Presseschau Kritische Osten

Wladimir Putin fegt die Konkurrenz weg

Innerhalb weniger Tage hat der Kremlchef seinen Hauptgegner ausgeschaltet und seinen einzigen Konkurrenten bei den kommenden Präsidentschaftswahlen mundtot gemacht. Dem amerikanischen Interviewer Tucker Carlson erteilte er eine Lektion in Sachen Propaganda während Wolodymyr Selenskyj den Oberbefehlshaber der Armee inmitten des Urkainekrieges entlassen hat, schreibt Paulina Siegen in ihrer Presseschau.

Veröffentlicht am 20 Februar 2024 um 13:04
Olivier Ploux-Critical Eastern-Voxeurop

Die vergangene Woche war ereignisreich in Osteuropa. In Russland starb Alexej Nawalny, der berühmteste Gegner Wladimir Putins, in der sibirischen Strafkolonie, in der er seit August letzten Jahres inhaftiert war. Außerdem schaltete Putin seinen einzig ernstzunehmenden Gegenkandidaten bei den russischen Präsidentschaftswahlen aus:  Boris Nadeschdin, der versucht hatte, mit einem Antikriegsprogramm für das Präsidentenamt zu kandidieren.

--- --- ---

AUFGABEN:
#1 Gib den Abschnitt der Presseschau von "Presseschau Kritische Osten" bis "in ihrer Presseschau." unverändert wieder.
#2 Womit begründet die Presseschau im Absatz, der mit "Die vergangene Woche war ereignisreich" beginnt, dass die Woche in Osteuropa ereignisreich war?
#3 Fasse den Absatz der Presseschau, der mit "Die vergangene Woche war ereignisreich" beginnt, als kurze Liste zusammen und behalte dabei die wichtigsten Fakten bei.
Die Datensätze haben mit der Presseschau nichts zu tun.

Auszüge aus einem Datensatz zur Punktbeschriftung:
--- --- ---

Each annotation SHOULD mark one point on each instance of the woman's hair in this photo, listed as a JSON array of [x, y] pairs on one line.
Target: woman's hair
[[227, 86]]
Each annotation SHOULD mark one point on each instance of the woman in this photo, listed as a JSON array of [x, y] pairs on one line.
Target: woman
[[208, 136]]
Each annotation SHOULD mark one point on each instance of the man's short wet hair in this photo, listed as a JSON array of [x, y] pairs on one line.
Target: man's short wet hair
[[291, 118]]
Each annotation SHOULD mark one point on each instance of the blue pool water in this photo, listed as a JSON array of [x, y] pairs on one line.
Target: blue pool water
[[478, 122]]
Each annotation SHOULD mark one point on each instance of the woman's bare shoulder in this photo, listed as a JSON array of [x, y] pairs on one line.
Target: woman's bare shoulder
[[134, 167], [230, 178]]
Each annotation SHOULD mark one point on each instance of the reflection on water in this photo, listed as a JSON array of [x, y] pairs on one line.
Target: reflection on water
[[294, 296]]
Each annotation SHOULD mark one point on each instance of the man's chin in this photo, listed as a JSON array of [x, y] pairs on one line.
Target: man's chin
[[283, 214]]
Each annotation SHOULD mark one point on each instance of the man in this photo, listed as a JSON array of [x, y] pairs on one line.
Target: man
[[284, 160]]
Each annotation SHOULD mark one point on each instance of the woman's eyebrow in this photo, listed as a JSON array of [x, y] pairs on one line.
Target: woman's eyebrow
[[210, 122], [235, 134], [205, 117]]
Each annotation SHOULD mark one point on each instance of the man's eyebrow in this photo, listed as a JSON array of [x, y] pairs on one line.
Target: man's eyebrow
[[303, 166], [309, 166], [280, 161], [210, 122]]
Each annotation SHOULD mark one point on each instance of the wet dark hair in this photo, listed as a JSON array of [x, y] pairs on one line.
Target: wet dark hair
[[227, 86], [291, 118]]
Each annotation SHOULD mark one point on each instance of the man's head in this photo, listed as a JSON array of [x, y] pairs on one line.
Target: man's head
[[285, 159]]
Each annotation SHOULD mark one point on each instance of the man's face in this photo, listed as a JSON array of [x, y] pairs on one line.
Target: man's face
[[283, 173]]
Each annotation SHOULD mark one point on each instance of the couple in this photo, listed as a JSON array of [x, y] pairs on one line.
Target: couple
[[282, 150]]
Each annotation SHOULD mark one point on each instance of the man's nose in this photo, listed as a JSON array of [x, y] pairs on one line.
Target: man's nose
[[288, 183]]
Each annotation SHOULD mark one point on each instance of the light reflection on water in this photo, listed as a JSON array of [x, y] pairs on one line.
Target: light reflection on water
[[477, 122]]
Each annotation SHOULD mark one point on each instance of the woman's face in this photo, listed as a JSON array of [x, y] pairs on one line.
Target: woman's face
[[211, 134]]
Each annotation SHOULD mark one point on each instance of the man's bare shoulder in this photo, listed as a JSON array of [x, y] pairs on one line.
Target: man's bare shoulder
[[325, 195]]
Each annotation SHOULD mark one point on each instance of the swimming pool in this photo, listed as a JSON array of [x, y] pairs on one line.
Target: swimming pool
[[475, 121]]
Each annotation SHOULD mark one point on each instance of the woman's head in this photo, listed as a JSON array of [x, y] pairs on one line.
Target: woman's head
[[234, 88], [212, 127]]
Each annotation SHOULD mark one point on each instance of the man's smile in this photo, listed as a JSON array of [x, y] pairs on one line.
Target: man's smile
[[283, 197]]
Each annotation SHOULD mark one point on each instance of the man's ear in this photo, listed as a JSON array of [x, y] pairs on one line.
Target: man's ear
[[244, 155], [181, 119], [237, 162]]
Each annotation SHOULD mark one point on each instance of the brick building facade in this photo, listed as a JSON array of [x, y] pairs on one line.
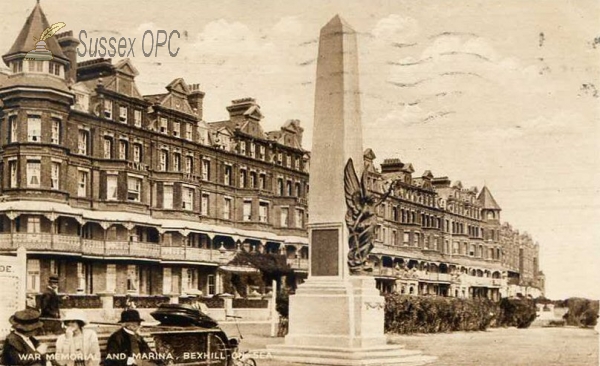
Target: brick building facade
[[119, 192]]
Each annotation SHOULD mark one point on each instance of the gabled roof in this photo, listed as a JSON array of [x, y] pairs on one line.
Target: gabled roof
[[35, 24], [487, 200]]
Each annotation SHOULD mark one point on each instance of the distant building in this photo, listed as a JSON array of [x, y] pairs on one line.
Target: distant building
[[119, 192]]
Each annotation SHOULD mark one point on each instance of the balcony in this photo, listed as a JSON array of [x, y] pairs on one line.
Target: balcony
[[298, 263], [196, 254]]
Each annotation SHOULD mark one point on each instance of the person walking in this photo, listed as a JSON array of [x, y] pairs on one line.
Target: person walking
[[50, 307], [78, 346], [126, 347], [20, 347]]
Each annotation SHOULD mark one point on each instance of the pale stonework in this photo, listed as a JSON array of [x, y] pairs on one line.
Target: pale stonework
[[337, 318]]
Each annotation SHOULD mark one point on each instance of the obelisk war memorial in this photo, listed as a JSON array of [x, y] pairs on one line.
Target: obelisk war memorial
[[337, 315]]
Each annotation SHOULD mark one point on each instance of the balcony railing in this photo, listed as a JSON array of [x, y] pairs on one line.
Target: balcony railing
[[298, 263]]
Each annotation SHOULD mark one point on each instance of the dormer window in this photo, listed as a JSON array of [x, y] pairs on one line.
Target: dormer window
[[107, 109], [36, 66], [34, 128], [163, 125], [123, 114], [54, 69], [137, 118], [17, 66]]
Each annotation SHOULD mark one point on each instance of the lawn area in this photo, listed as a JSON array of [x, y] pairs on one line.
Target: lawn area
[[495, 347]]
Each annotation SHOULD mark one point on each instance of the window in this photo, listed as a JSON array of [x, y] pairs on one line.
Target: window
[[134, 189], [123, 114], [111, 187], [12, 166], [34, 128], [17, 66], [211, 285], [299, 218], [82, 146], [55, 133], [36, 66], [247, 213], [262, 181], [33, 224], [227, 176], [137, 153], [242, 178], [33, 275], [107, 147], [168, 197], [285, 213], [177, 162], [33, 173], [107, 109], [189, 164], [263, 212], [227, 208], [137, 118], [13, 127], [205, 170], [163, 125], [132, 278], [163, 160], [252, 150], [189, 132], [187, 199], [54, 68], [204, 204], [123, 147], [55, 175]]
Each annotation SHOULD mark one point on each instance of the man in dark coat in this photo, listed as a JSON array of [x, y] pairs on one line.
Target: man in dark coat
[[126, 347], [20, 347], [50, 307]]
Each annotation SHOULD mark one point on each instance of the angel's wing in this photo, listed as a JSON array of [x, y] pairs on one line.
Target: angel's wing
[[352, 188], [51, 30]]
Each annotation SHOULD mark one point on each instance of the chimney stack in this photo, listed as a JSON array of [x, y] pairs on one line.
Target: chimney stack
[[196, 99], [69, 44]]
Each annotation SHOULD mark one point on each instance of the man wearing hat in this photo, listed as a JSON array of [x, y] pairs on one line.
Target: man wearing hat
[[78, 346], [20, 347], [126, 347], [50, 306]]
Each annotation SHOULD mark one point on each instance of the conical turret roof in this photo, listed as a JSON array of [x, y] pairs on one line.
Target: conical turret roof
[[35, 24], [487, 200]]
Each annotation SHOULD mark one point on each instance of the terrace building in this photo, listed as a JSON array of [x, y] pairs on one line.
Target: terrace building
[[123, 193]]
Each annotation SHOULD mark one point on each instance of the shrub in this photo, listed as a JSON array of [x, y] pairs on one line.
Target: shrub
[[411, 314], [518, 313]]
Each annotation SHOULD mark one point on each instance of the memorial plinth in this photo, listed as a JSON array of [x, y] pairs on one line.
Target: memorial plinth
[[336, 318]]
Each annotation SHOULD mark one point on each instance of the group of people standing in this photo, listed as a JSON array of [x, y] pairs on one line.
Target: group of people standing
[[78, 346]]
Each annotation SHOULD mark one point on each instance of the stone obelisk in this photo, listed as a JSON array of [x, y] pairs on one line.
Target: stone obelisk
[[336, 318]]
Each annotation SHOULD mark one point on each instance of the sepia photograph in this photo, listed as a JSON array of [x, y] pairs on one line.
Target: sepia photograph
[[288, 183]]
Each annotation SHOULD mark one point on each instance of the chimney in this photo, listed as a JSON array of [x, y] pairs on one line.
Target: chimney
[[69, 44], [196, 99]]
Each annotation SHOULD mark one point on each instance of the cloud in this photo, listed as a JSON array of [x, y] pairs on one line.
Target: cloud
[[396, 28]]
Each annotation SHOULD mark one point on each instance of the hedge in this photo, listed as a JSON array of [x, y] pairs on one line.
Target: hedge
[[420, 314]]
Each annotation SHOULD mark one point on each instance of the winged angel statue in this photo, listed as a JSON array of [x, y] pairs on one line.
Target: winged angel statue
[[360, 218]]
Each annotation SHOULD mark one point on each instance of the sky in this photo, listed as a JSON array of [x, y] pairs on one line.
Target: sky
[[498, 93]]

--- --- ---

ANTWORTEN PRO AUFGABE:
#1
Presseschau Kritische Osten

Wladimir Putin fegt die Konkurrenz weg

Innerhalb weniger Tage hat der Kremlchef seinen Hauptgegner ausgeschaltet und seinen einzigen Konkurrenten bei den kommenden Präsidentschaftswahlen mundtot gemacht. Dem amerikanischen Interviewer Tucker Carlson erteilte er eine Lektion in Sachen Propaganda während Wolodymyr Selenskyj den Oberbefehlshaber der Armee inmitten des Urkainekrieges entlassen hat, schreibt Paulina Siegen in ihrer Presseschau.

#2 In Russland starb Alexej Nawalny, der berühmteste Gegner Wladimir Putins, in einer sibirischen Strafkolonie. Außerdem schaltete Putin Boris Nadeschdin aus, seinen einzigen ernstzunehmenden Gegenkandidaten bei den Präsidentschaftswahlen.

#3
- Ereignisreiche Woche in Osteuropa
- Alexej Nawalny, Putins berühmtester Gegner, starb in der sibirischen Strafkolonie, in der er seit August letzten Jahres inhaftiert war.
- Putin schaltete Boris Nadeschdin aus, seinen einzigen ernstzunehmenden Gegenkandidaten bei den Präsidentschaftswahlen.
- Nadeschdin hatte versucht, mit einem Antikriegsprogramm zu kandidieren.